Annotation data for object locations:
================
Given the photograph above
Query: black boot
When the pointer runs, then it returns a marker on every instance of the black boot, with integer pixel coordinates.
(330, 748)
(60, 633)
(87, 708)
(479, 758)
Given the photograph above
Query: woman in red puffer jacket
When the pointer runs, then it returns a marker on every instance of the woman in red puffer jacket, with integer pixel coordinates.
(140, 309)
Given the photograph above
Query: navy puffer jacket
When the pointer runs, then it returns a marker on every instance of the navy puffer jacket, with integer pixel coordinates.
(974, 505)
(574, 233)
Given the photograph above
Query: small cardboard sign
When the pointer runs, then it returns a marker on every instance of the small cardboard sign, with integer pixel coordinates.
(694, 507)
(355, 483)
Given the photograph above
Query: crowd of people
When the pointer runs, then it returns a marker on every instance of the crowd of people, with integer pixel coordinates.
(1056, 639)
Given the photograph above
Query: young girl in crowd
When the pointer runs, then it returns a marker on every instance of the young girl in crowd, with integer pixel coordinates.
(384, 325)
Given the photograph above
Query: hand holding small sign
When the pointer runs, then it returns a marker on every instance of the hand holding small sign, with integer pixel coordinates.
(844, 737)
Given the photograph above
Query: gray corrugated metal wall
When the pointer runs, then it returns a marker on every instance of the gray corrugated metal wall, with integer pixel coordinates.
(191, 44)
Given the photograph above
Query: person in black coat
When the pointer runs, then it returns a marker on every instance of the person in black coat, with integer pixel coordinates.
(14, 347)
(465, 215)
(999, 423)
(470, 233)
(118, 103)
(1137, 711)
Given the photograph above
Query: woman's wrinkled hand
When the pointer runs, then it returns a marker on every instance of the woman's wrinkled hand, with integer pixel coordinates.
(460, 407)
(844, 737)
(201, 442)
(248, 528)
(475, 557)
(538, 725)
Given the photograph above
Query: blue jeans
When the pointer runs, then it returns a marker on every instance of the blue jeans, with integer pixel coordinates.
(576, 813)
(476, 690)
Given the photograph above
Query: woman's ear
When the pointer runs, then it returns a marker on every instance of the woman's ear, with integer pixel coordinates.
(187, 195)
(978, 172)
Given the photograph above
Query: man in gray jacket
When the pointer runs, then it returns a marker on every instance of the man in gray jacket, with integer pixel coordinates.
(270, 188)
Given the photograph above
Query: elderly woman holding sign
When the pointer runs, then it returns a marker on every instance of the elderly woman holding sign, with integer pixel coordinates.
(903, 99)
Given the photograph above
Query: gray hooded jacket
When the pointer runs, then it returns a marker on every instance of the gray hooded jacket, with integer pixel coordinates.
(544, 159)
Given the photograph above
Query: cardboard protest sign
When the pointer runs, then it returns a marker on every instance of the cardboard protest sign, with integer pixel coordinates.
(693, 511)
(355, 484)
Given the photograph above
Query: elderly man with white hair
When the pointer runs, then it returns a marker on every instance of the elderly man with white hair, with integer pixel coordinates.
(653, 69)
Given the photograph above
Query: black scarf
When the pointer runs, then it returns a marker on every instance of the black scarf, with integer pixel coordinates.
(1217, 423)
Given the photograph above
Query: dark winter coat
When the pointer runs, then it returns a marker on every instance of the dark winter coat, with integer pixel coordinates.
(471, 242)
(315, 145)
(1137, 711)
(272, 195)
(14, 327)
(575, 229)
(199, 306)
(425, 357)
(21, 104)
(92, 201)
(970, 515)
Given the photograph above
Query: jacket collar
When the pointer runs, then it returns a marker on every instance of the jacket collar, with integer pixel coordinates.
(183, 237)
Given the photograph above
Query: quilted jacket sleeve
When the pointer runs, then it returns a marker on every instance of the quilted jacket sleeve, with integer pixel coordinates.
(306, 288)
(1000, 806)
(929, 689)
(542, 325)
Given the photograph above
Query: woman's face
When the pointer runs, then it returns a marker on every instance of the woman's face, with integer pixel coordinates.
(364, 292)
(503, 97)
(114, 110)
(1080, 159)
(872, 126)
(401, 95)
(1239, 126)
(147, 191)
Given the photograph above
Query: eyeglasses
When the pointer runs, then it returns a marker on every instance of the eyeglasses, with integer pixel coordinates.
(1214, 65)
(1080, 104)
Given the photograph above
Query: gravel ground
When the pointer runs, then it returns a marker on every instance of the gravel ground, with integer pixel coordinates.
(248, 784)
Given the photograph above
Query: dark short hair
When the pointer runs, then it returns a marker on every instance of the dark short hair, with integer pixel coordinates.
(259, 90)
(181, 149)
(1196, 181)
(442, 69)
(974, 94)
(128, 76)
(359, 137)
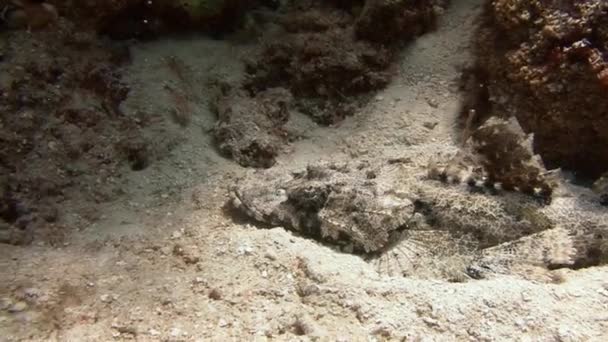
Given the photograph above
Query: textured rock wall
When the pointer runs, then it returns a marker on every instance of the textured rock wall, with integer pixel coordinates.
(544, 62)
================
Can you copy all of the entries above word for word, leaving the pictures out?

Given the photograph above
Query: black boot
When the pointer runs, then it returns a marker on every instance of the black boot, with integer pixel coordinates.
(330, 748)
(60, 633)
(87, 708)
(479, 758)
Given the photograph above
Query: woman in red puffer jacket
When the pointer runs, then it returns a marker on every instance of the woman in red puffer jacket, with integer pixel coordinates.
(140, 309)
Given the photograph above
Query: navy puffer jacket
When the pointer runs, then it returns a marker on every instance of the navy puffer jacket, with integer pixel coordinates.
(974, 505)
(574, 233)
Given the photograph above
Query: small cardboard sign
When the pointer runs, then it returns a marker on every instance of the small cardboard sign, with integer pixel coordinates.
(694, 507)
(355, 483)
Given the photograph above
Query: crowd of people
When the pointer runs, then it returns a marker on every instance of the crowd of people, with integer pixel coordinates.
(1056, 639)
Given the photograph above
Query: young girl in crowd
When the pointer runs, then it returns a marker on every instance of the young girl in crowd, with integer pixel coordinates.
(384, 325)
Given the photograph above
Query: hand holding small sign
When the pointer runs, then it returns a marker on every instance of the hand holding small sign, with integer pixel coordinates.
(844, 737)
Given the photograph above
Query: gray corrugated metal wall
When the pointer runs, then it returns a marker on every instance of the gray corrugated metal wall, with integer pixel coordinates.
(191, 44)
Given the photograph above
Query: person in black coat
When the pointer runs, then it returns a marker on every instance of the person in black coat, with integer pixel coordinates.
(14, 347)
(465, 215)
(999, 423)
(470, 233)
(118, 103)
(1137, 711)
Given the photograph above
Query: woman's wrinkled hand
When the pointer runs, then it returns a marker on every instance of the woman's wrinkled hand, with integer pixel coordinates.
(460, 407)
(844, 737)
(201, 442)
(248, 528)
(475, 557)
(538, 725)
Given the photograph above
Query: blue jeans
When the pointer runs, then it returns a marker on every instance of the blue jeans, with integer pixel coordinates.
(576, 813)
(476, 690)
Given the photograph above
Query: woman's ear
When the pointer runs, then it returns a marker on every instance of the woman's ear, with integer pixel coordinates.
(187, 195)
(978, 172)
Given the photograph above
Query: man in gray jacket
When the pointer runs, then it returns a marker on every instance of the man in gray jacket, with integer pixel coordinates.
(270, 188)
Given the photograph above
Query: elderly woman holding sign
When the pointer runs, then it returns a marker on every instance of the elderly woman holding sign, with integer pixel coordinates.
(903, 99)
Given the photograph above
Query: gray hooded jacket
When the pointer runs, then it returns a marker on every instance of the gray hooded jacket, with integer pixel coordinates.
(544, 159)
Given the photograph above
Query: cardboard protest sign
When the pointer runs, then it returns a marker on every instance of the cardboard protest sign, with integer pixel coordinates.
(693, 511)
(355, 484)
Given the photograph above
Query: elderly man with white hair
When the pointer runs, then it returns a marker on every instance of the elderly man with white hair, with integer pixel coordinates.
(653, 69)
Given the photograph above
Query: black scarf
When the pointer runs, then it returns a marker on every instance of the black scarf, with integer pixel coordinates.
(1217, 423)
Given the photograph above
Query: dark winter coat
When the pointer runs, then it returns a marker on every instance of the dark winter coat, with integer pixel coordinates.
(471, 242)
(315, 145)
(1137, 711)
(272, 195)
(14, 327)
(575, 229)
(199, 306)
(425, 357)
(21, 104)
(92, 201)
(970, 515)
Given the photograph above
Query: jacket collar
When the pointer runs, then it returns a marker on every instance of the jacket collar, with integer pixel coordinates.
(183, 237)
Given the photograph above
Query: quilted jacket sleeve
When the pointer runs, then it returns a marker on every instance of the quilted jacket sleeve, with integer pixel coordinates.
(306, 288)
(1000, 806)
(929, 689)
(542, 325)
Given the photograph above
Query: woman's face
When the pointer runs, then it returns a marker on every instance of the woman's face, with integer pixel coordinates.
(364, 292)
(503, 97)
(114, 110)
(1080, 159)
(872, 126)
(401, 95)
(1239, 126)
(147, 191)
Given the photograph above
Query: eyeglasses
When the pointer runs, then it returns a marker on every instance of the eyeglasses, with integer pixel coordinates.
(1214, 65)
(1080, 104)
Given the photograph above
Query: gravel ground
When the pointer runs, then it returns a marker on every instance of the gravel ground, with integer pixel coordinates.
(248, 784)
Given the photograph above
Query: dark short hair
When the pointer runs, then it returns a marker on every instance of the dark short hair, with integer pixel coordinates.
(259, 90)
(181, 149)
(1196, 181)
(442, 69)
(974, 94)
(128, 76)
(359, 137)
Given the photograph above
Query: textured rock wall
When the pointer runs, then it returns a marker on every instance of the textured rock wall, with integer pixel coordinates.
(544, 62)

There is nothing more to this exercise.